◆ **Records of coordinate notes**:
- - - - - - -

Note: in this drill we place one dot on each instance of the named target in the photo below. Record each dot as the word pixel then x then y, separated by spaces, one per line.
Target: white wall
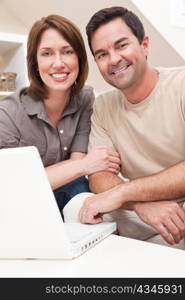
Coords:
pixel 158 13
pixel 17 16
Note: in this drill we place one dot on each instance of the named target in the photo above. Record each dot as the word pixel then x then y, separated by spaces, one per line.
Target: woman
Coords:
pixel 53 113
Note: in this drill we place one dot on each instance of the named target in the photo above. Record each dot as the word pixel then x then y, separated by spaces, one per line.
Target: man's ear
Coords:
pixel 145 45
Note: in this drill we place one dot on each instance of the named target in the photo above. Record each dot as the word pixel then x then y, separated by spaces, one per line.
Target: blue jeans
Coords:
pixel 64 193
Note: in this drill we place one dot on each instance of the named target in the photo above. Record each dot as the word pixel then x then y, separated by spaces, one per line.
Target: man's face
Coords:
pixel 118 54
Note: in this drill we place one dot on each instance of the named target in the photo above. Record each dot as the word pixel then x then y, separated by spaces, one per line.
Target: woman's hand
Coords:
pixel 101 158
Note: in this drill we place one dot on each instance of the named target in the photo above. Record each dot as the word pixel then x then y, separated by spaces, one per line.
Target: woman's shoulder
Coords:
pixel 86 95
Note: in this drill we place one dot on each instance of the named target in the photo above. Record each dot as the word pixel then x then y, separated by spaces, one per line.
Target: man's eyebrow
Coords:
pixel 120 40
pixel 115 43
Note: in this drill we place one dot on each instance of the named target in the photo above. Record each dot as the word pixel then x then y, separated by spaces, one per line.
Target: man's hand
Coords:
pixel 167 217
pixel 94 207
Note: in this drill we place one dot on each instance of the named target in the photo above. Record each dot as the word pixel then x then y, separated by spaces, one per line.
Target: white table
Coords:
pixel 115 256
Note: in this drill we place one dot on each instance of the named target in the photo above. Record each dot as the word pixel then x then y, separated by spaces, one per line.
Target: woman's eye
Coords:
pixel 100 56
pixel 122 45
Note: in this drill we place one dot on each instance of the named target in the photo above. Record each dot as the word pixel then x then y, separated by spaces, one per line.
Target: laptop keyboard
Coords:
pixel 77 232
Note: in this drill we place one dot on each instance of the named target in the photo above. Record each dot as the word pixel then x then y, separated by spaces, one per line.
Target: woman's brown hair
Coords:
pixel 72 35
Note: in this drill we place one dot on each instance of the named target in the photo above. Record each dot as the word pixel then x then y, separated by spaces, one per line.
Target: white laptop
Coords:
pixel 31 225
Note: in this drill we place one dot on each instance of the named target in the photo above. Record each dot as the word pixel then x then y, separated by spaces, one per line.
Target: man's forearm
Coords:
pixel 165 185
pixel 102 181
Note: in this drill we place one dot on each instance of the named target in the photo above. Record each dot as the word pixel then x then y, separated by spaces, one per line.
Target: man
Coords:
pixel 144 120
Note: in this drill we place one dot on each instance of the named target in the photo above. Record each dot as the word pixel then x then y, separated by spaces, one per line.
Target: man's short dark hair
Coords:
pixel 106 15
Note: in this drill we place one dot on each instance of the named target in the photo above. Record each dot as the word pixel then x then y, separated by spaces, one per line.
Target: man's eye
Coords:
pixel 69 52
pixel 46 53
pixel 122 46
pixel 100 56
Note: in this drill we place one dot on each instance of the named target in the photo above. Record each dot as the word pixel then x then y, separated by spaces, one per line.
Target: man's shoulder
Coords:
pixel 172 71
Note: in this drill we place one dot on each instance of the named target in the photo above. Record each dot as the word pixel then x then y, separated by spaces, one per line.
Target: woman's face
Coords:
pixel 57 62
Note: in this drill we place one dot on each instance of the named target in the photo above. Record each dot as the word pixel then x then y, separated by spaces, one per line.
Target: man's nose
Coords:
pixel 114 58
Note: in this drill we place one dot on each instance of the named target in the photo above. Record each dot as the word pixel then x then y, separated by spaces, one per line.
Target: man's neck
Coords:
pixel 143 87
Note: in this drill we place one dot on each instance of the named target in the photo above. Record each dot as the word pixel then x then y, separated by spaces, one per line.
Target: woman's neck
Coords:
pixel 55 105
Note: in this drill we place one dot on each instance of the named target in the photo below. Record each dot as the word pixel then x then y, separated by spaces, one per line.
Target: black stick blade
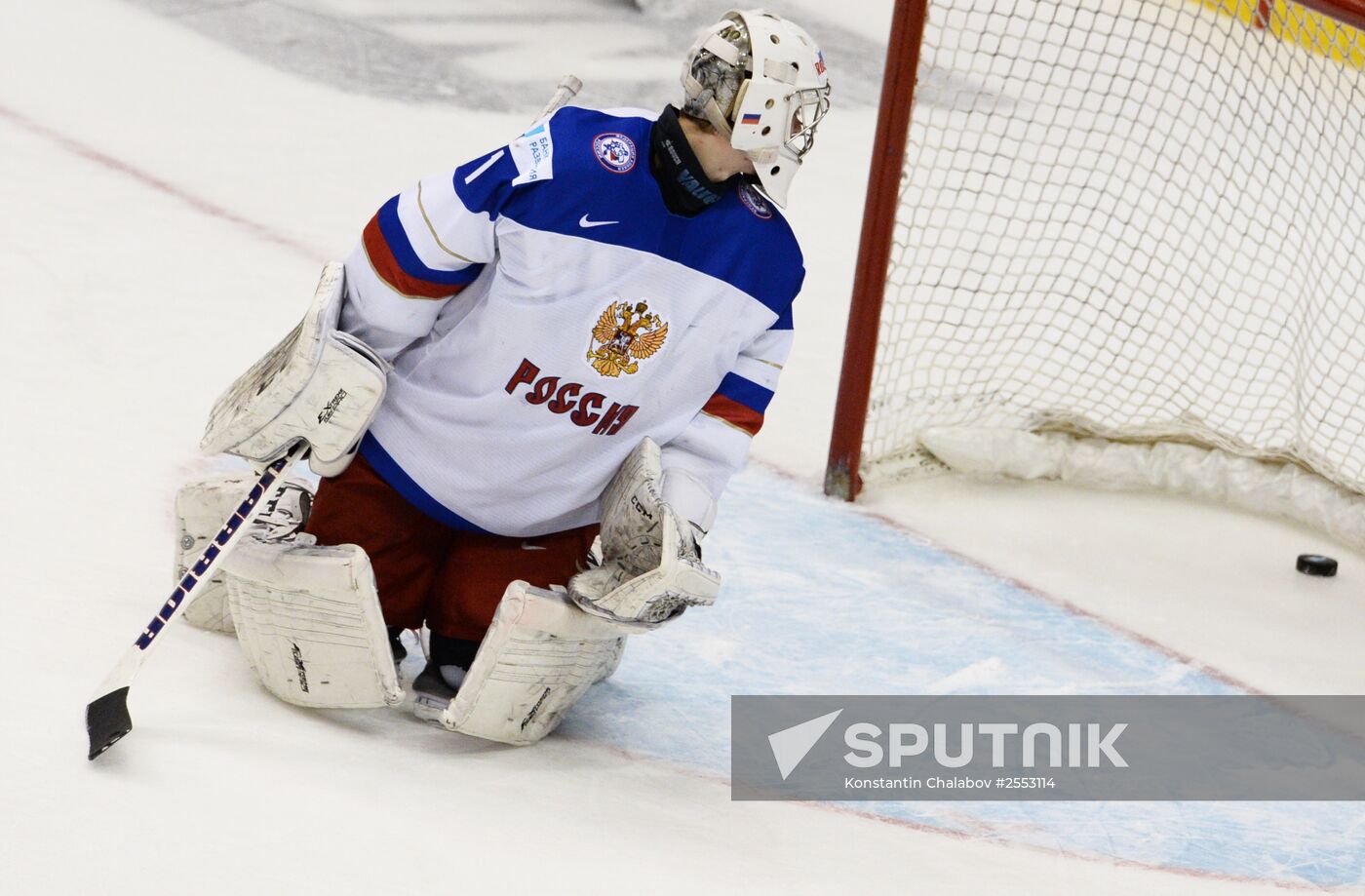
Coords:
pixel 106 720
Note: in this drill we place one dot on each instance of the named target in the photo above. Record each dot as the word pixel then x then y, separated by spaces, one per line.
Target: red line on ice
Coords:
pixel 153 182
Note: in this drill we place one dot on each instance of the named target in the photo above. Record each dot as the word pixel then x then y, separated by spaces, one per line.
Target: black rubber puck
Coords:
pixel 1314 565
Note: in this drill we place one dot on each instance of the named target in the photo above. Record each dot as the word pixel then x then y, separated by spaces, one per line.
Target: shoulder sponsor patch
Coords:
pixel 754 201
pixel 614 150
pixel 534 155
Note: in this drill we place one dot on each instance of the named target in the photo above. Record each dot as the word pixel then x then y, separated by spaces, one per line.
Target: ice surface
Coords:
pixel 168 201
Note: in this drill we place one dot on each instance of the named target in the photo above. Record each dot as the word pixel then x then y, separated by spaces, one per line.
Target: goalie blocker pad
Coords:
pixel 317 385
pixel 310 626
pixel 538 660
pixel 201 508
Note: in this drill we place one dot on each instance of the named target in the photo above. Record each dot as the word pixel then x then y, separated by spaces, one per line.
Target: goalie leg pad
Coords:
pixel 538 660
pixel 201 508
pixel 310 626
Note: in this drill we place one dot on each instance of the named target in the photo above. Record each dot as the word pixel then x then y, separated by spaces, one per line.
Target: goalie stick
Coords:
pixel 106 715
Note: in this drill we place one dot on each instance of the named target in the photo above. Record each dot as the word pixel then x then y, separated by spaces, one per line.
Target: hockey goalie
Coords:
pixel 525 391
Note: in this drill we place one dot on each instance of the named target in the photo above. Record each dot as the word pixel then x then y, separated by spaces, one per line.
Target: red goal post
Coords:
pixel 1255 72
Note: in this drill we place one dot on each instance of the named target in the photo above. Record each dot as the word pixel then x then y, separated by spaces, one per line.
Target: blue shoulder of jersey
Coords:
pixel 591 180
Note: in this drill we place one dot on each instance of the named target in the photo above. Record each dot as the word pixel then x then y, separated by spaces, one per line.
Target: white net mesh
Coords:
pixel 1133 218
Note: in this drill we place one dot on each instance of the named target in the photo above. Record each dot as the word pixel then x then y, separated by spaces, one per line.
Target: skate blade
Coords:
pixel 430 708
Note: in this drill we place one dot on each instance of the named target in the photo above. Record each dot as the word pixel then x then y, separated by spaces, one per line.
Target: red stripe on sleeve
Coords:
pixel 388 268
pixel 734 414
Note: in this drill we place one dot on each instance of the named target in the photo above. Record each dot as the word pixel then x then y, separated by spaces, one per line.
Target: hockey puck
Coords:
pixel 1314 565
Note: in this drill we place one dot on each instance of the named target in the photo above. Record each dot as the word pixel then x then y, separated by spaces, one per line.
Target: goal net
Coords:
pixel 1132 218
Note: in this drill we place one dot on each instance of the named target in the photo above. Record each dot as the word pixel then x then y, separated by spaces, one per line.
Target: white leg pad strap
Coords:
pixel 539 657
pixel 201 507
pixel 309 622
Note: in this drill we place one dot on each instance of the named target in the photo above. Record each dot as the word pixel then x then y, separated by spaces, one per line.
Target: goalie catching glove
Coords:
pixel 651 565
pixel 318 385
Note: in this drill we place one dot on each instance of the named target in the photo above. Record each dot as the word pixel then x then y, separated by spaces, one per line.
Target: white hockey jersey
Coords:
pixel 545 312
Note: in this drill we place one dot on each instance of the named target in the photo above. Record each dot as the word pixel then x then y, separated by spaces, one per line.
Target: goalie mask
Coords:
pixel 760 81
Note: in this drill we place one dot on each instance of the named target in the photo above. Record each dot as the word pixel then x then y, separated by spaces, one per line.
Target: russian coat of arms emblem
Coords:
pixel 623 336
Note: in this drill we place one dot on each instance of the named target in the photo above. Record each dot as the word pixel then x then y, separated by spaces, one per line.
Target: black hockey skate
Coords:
pixel 436 685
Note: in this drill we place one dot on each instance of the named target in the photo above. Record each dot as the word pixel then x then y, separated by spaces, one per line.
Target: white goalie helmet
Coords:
pixel 760 81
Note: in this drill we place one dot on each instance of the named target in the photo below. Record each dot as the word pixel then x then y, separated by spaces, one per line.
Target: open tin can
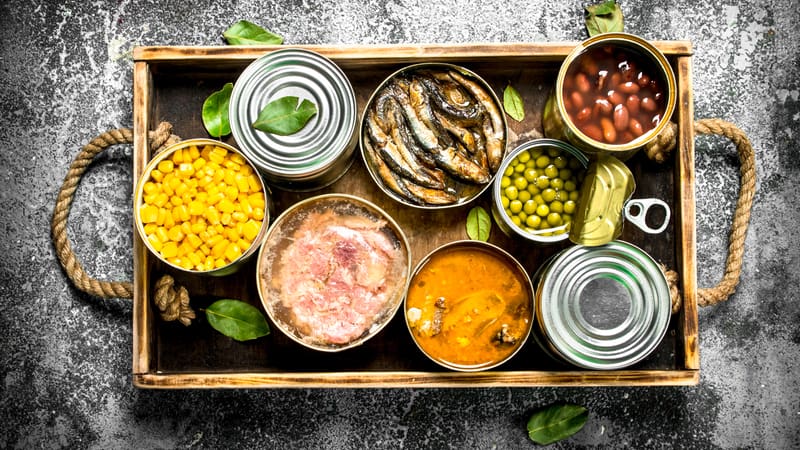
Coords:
pixel 614 93
pixel 605 307
pixel 321 152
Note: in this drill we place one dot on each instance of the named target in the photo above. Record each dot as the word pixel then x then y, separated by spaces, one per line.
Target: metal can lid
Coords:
pixel 306 75
pixel 605 307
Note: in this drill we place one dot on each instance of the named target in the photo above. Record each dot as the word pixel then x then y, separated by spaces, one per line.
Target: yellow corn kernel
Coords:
pixel 237 158
pixel 169 249
pixel 185 170
pixel 232 235
pixel 214 240
pixel 212 214
pixel 186 227
pixel 161 234
pixel 226 206
pixel 196 208
pixel 241 183
pixel 218 250
pixel 165 166
pixel 233 252
pixel 199 226
pixel 258 214
pixel 177 157
pixel 148 213
pixel 231 192
pixel 154 242
pixel 175 233
pixel 196 260
pixel 239 216
pixel 150 187
pixel 194 240
pixel 157 175
pixel 256 200
pixel 250 229
pixel 254 183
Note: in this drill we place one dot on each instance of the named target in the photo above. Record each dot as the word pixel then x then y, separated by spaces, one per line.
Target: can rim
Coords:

- - - - - - -

Rewrite the lines from the very first one through the line containing "pixel 53 113", including that line, with every "drill" changed to "exercise" and nothing else altered. Leave the pictures out.

Note: in this exercise we place one dot on each instance of the named target in the photo below. Record each dot as the word pixel then x then y, separated by spaces, one per line.
Target: white wall
Coords:
pixel 158 13
pixel 17 16
Note: in this exercise we place one dot on each instance of the named target in the photo above. Record each dot as the word pixel then x then y, separated by spaces, one per line.
Target: woman
Coords:
pixel 53 113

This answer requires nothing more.